Exercise requirements =>
a - List every keyword term given in the abstract on E-selectin and cardiometabolic risk.
b - Proceed with the abstract on E-selectin and cardiometabolic risk, picking up after its final sentence.

Passage to read =>
####
- Meeting abstract
- Open Access
Marker of endothelial dysfunction may improve the early detection of insulin resistance and subclinical atherosclerosis
© de Almeida Pititto et al. 2015
- Published: 11 November 2015
- Insulin Resistance
- Metabolic Syndrome
- Coronary Artery Calcium
- Resistance Index
- Coronary Artery Calcium Score
Cardiovascular disease is still the leader cause of disability adjusted life yrs. in many developed and developing countries. Better identification of at-risk individuals is still pursued to improve preventive strategies.
This study evaluated whether determination of E-selectin concentrations could identify gradual deterioration of cardiometabolic risk profile or subclinical atherosclerosis in individuals at low-to-moderate risk included in the Brazilian Longitudinal Study of Adult Health – ELSA-Brasil.
####
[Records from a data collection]

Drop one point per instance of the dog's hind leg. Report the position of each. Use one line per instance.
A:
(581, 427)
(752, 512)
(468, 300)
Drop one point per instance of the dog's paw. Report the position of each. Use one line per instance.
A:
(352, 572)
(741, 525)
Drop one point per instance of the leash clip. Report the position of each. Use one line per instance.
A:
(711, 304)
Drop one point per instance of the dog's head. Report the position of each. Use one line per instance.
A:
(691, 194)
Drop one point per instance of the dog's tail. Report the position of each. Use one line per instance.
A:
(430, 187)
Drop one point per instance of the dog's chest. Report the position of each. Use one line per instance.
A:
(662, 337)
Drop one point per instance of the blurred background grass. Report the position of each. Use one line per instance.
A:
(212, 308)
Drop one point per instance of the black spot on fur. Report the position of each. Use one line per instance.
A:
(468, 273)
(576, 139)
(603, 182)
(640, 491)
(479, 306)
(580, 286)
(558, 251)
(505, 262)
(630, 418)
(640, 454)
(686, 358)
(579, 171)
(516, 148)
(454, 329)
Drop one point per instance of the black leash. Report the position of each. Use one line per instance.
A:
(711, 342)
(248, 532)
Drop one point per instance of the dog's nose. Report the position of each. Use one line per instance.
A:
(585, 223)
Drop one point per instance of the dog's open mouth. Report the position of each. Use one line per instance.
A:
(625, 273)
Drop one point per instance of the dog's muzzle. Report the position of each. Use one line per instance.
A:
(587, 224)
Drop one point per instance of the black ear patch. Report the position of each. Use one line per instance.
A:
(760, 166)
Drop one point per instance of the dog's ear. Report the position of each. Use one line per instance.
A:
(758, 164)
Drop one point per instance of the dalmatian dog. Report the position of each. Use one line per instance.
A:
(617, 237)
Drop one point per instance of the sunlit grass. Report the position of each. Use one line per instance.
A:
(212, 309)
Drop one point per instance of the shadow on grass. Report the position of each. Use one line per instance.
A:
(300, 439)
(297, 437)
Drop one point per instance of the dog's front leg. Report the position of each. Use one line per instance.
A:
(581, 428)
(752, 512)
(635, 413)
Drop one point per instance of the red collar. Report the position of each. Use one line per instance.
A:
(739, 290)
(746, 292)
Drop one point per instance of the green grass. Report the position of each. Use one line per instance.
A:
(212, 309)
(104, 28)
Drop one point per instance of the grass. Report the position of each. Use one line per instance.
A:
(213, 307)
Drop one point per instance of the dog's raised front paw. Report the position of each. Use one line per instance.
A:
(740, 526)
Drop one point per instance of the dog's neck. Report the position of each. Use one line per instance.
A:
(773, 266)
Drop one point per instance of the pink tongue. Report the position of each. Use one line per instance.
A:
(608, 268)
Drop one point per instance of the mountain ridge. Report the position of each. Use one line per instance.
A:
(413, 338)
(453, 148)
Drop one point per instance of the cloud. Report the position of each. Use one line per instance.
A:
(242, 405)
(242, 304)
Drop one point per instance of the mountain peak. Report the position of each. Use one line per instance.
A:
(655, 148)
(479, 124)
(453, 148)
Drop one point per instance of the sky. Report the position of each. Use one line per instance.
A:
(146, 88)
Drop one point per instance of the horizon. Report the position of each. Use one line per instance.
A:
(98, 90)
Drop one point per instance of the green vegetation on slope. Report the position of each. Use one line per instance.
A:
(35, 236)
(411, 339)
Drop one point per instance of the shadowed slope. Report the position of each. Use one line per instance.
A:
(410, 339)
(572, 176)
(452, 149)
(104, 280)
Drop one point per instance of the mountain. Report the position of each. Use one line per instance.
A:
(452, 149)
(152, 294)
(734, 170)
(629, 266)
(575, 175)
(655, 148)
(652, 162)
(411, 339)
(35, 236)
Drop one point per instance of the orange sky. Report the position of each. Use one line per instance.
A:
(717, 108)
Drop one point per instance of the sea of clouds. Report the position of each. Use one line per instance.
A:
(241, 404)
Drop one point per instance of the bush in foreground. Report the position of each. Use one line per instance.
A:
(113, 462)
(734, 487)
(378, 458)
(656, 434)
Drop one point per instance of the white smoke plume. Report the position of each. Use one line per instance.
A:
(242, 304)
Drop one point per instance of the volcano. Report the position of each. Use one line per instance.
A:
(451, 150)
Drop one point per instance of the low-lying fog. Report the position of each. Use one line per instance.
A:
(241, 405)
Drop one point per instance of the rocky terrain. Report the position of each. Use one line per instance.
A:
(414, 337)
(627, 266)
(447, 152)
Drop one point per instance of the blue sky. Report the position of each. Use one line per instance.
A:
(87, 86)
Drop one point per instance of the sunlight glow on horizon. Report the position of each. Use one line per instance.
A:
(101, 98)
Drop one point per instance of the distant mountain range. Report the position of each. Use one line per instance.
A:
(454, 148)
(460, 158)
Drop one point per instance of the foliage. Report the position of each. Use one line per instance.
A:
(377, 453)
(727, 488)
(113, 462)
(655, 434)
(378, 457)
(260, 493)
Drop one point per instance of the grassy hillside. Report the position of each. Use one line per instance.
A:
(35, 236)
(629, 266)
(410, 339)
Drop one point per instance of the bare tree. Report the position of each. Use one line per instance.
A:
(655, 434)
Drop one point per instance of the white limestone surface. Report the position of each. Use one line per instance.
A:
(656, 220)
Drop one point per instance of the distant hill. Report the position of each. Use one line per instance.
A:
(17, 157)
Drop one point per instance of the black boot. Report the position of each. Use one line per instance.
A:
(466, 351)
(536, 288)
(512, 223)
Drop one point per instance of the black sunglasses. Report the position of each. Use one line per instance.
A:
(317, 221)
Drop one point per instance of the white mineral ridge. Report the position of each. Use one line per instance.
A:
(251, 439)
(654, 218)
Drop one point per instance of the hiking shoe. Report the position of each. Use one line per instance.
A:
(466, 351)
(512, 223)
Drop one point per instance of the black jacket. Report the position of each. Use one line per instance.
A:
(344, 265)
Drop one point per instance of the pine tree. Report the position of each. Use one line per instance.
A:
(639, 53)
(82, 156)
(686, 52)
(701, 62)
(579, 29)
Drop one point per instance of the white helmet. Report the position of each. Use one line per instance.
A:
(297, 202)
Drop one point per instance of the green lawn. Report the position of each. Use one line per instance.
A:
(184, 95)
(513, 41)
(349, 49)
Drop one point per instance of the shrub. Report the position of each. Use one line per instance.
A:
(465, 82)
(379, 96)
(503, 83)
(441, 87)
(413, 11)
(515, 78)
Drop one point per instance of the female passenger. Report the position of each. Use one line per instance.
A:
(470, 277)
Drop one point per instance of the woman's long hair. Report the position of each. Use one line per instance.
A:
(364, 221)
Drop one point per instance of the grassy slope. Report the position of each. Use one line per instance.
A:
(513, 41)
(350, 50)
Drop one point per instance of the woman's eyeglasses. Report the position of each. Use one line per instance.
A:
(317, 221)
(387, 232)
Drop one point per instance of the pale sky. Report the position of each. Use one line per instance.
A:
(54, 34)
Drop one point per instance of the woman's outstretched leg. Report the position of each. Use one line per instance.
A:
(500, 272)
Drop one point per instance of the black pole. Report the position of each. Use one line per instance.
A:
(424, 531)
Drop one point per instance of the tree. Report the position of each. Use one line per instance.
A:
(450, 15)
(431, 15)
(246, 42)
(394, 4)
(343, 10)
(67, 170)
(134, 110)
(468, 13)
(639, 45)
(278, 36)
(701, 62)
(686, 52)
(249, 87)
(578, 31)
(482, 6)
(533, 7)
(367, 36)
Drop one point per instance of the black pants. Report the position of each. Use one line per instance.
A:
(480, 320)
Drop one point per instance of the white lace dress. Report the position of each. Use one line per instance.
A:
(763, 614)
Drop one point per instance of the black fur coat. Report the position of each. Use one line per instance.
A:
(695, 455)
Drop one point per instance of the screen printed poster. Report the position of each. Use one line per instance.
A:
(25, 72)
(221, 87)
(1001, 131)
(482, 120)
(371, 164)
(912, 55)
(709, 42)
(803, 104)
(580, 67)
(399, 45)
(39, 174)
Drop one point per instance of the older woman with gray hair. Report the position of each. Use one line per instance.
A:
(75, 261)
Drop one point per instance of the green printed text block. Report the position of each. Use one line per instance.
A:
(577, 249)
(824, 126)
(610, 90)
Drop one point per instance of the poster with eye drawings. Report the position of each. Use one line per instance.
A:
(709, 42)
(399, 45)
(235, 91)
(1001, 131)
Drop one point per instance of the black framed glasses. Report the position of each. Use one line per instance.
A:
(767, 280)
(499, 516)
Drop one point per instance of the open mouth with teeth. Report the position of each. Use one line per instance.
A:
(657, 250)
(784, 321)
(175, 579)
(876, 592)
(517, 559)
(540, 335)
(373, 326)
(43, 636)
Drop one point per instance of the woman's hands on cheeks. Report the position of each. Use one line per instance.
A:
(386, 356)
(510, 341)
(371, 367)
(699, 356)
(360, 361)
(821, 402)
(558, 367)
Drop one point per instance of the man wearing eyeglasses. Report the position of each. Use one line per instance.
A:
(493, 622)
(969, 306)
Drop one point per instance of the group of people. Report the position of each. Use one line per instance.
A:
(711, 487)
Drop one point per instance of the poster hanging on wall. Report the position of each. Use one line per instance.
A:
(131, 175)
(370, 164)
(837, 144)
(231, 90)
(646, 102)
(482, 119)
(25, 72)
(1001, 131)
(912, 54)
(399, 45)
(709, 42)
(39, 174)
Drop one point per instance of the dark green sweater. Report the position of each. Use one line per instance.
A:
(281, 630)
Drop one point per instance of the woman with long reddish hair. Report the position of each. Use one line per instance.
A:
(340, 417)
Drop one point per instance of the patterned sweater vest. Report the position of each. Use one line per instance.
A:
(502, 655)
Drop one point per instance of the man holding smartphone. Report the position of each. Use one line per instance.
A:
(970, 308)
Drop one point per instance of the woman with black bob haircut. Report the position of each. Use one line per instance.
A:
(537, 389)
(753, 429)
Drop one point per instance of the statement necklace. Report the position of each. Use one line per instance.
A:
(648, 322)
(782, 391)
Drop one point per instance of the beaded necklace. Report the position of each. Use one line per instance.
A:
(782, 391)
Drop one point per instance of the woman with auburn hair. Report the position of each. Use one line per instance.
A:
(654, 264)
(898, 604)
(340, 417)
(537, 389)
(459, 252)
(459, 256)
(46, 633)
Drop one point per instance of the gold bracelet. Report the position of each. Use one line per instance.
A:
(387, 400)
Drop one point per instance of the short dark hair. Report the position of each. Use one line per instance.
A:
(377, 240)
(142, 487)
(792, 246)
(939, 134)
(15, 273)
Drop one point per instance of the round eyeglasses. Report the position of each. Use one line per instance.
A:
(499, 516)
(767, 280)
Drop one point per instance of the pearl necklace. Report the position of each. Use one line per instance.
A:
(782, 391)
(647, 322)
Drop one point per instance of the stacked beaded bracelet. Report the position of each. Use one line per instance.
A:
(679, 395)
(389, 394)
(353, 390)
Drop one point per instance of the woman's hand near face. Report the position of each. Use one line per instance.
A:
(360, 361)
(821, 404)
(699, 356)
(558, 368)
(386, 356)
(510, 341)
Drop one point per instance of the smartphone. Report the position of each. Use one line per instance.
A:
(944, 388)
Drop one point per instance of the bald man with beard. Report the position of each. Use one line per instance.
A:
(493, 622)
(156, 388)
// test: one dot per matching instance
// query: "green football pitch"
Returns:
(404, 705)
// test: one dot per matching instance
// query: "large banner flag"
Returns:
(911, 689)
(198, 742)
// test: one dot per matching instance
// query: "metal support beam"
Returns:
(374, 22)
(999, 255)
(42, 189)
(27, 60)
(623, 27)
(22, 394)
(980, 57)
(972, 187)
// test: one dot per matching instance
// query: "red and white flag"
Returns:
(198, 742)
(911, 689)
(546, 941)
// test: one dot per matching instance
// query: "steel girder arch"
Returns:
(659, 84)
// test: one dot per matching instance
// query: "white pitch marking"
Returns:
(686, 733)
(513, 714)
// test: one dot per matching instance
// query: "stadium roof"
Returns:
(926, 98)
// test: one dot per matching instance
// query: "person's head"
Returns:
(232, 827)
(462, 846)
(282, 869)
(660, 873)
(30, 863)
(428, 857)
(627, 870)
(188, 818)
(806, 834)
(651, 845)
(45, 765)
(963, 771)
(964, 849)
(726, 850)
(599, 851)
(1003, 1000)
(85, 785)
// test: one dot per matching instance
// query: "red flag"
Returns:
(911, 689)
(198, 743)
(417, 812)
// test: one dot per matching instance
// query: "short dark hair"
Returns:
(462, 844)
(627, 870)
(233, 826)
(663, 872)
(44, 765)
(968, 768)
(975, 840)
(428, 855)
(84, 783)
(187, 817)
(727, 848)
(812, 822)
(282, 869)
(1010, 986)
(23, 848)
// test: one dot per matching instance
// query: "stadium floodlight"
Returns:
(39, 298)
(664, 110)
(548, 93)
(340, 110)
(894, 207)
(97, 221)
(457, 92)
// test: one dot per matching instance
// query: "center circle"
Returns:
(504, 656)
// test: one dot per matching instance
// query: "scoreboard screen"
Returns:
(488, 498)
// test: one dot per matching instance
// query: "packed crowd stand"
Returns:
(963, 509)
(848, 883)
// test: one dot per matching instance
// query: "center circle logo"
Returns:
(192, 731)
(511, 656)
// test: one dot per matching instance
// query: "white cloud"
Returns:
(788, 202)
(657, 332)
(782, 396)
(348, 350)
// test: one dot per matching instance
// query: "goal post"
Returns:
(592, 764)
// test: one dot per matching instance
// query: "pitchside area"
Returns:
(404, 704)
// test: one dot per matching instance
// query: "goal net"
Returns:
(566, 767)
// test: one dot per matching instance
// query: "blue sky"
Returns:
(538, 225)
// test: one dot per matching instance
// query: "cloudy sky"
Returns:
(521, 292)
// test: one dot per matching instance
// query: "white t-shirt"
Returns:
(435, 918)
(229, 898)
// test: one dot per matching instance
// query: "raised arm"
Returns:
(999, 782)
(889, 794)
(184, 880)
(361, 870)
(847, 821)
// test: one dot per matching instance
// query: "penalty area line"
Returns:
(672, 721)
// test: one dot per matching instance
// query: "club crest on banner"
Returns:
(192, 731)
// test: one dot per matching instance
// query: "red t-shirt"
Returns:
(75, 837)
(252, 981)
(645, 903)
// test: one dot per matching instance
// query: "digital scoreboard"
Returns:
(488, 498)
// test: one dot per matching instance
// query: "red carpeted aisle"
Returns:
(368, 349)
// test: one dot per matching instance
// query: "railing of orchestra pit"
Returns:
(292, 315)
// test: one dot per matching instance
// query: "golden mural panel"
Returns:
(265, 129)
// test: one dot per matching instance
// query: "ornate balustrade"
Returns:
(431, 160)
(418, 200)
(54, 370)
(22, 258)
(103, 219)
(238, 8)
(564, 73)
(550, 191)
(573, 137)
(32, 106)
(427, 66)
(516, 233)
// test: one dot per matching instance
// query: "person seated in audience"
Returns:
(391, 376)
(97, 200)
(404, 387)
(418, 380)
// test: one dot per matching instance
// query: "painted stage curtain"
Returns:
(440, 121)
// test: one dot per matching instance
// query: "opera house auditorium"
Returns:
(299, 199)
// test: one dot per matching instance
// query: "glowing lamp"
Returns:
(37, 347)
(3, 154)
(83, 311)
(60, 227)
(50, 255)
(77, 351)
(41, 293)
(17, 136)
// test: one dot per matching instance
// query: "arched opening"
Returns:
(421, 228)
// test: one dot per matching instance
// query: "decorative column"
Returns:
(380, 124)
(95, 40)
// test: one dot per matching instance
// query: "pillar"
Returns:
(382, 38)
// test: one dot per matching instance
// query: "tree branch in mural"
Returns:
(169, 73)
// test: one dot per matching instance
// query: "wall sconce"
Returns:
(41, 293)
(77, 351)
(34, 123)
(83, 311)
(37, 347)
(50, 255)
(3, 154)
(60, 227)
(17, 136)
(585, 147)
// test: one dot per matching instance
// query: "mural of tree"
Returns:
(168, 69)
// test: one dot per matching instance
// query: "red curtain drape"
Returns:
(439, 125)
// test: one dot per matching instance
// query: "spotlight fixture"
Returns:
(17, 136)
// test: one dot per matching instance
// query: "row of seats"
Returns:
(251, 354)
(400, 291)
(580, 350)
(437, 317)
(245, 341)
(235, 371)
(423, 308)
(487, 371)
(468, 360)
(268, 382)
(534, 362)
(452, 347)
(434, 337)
####
Responses to the exercise =>
a -
Insulin Resistance
Metabolic Syndrome
Coronary Artery Calcium
Resistance Index
Coronary Artery Calcium Score

b -
A sample of 998 individuals from the ELSA-Brazil (35-54 yrs.) without cardiovascular disease or diabetes was stratified according to E-selectin tertiles. Traditional risk factors, inflammatory markers and categories of coronary artery calcium (CAC) score were evaluated across the tertiles by ANOVA or chi-squared test. In linear regression models, associations of E-selectin levels with insulin resistance index, adjusted for age, sex and adiposity were tested.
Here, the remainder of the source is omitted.